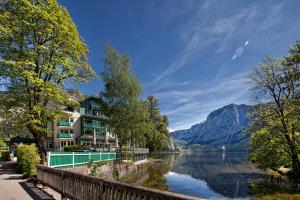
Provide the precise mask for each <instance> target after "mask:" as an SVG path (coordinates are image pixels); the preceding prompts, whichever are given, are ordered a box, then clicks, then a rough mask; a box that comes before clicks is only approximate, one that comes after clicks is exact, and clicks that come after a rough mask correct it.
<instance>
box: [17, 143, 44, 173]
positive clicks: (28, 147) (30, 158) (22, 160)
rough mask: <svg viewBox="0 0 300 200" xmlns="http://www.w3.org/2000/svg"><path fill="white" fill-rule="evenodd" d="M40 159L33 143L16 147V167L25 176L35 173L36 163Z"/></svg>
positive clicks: (35, 169) (20, 172)
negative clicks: (16, 154)
mask: <svg viewBox="0 0 300 200" xmlns="http://www.w3.org/2000/svg"><path fill="white" fill-rule="evenodd" d="M39 161H40V158H39V155H38V153H37V149H36V147H35V145H20V146H19V147H18V148H17V169H18V171H19V172H20V173H23V174H24V175H25V176H26V177H30V176H32V175H34V174H35V173H36V166H35V165H36V164H38V163H39Z"/></svg>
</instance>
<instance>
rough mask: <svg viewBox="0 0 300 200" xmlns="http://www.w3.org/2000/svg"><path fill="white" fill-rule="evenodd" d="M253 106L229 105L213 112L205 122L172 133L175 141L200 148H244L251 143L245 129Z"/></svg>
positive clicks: (196, 124)
mask: <svg viewBox="0 0 300 200" xmlns="http://www.w3.org/2000/svg"><path fill="white" fill-rule="evenodd" d="M250 108H251V106H249V105H245V104H242V105H236V104H229V105H227V106H224V107H222V108H220V109H218V110H215V111H213V112H211V113H210V114H209V115H208V117H207V119H206V120H205V121H204V122H201V123H199V124H195V125H193V126H192V127H191V128H190V129H186V130H178V131H175V132H172V133H171V137H172V138H174V139H175V140H179V141H184V142H185V143H186V144H188V145H196V146H197V147H198V148H199V147H204V146H205V147H209V146H210V147H221V146H224V145H225V146H226V148H227V147H231V148H232V147H238V148H241V146H242V148H244V147H246V146H247V143H248V142H249V134H247V133H245V132H244V129H245V128H246V127H247V126H248V125H249V117H248V116H247V113H248V112H249V110H250Z"/></svg>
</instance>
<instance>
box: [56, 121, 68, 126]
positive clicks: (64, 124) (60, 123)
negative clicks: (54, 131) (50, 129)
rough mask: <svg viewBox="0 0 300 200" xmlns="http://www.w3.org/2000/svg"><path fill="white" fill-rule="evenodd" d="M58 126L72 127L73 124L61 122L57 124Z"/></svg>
mask: <svg viewBox="0 0 300 200" xmlns="http://www.w3.org/2000/svg"><path fill="white" fill-rule="evenodd" d="M57 126H71V123H70V122H68V121H62V120H60V121H58V122H57Z"/></svg>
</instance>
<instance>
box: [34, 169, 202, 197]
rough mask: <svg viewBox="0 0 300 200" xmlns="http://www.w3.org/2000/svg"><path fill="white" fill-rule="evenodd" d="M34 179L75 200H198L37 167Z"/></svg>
mask: <svg viewBox="0 0 300 200" xmlns="http://www.w3.org/2000/svg"><path fill="white" fill-rule="evenodd" d="M37 179H38V181H40V182H41V183H42V184H44V185H47V186H48V187H50V188H52V189H54V190H55V191H57V192H59V193H60V194H61V195H62V197H64V198H70V199H74V200H200V198H196V197H191V196H186V195H181V194H176V193H172V192H165V191H160V190H155V189H148V188H144V187H139V186H132V185H129V184H125V183H120V182H116V181H106V180H103V179H100V178H96V177H92V176H85V175H81V174H76V173H73V172H69V171H64V170H61V169H53V168H50V167H45V166H42V165H37Z"/></svg>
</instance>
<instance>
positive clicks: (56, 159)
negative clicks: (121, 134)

• Description of the task
The lines wanted run from the first one in the material above through the line containing "106L229 105L213 112L205"; give them again exactly, leaving out the pictures.

• Output
Provide the precise mask for each <instance> target after "mask:" as an SVG path (coordinates are image pixels); the preceding prompts, whichever are given, are ordered a box, then clicks, then a rough mask; a box that comes before clicks is only approximate, one that comes after clicks is exact, and clicks that come after a rough mask correct it.
<instance>
box: [17, 143, 44, 173]
positive clicks: (28, 147) (30, 158) (22, 160)
rough mask: <svg viewBox="0 0 300 200" xmlns="http://www.w3.org/2000/svg"><path fill="white" fill-rule="evenodd" d="M40 159L33 143L16 147V167L25 176L35 173L36 163Z"/></svg>
positive clicks: (35, 169) (20, 172)
negative clicks: (16, 154)
mask: <svg viewBox="0 0 300 200" xmlns="http://www.w3.org/2000/svg"><path fill="white" fill-rule="evenodd" d="M39 161H40V158H39V155H38V153H37V149H36V147H35V145H20V146H19V147H18V148H17V169H18V171H19V172H20V173H23V174H24V175H25V176H26V177H30V176H32V175H34V174H35V173H36V166H35V165H36V164H38V163H39Z"/></svg>
</instance>
<instance>
rough mask: <svg viewBox="0 0 300 200" xmlns="http://www.w3.org/2000/svg"><path fill="white" fill-rule="evenodd" d="M253 106L229 105L213 112L205 122L172 133L175 141L200 148H244L251 143L245 129Z"/></svg>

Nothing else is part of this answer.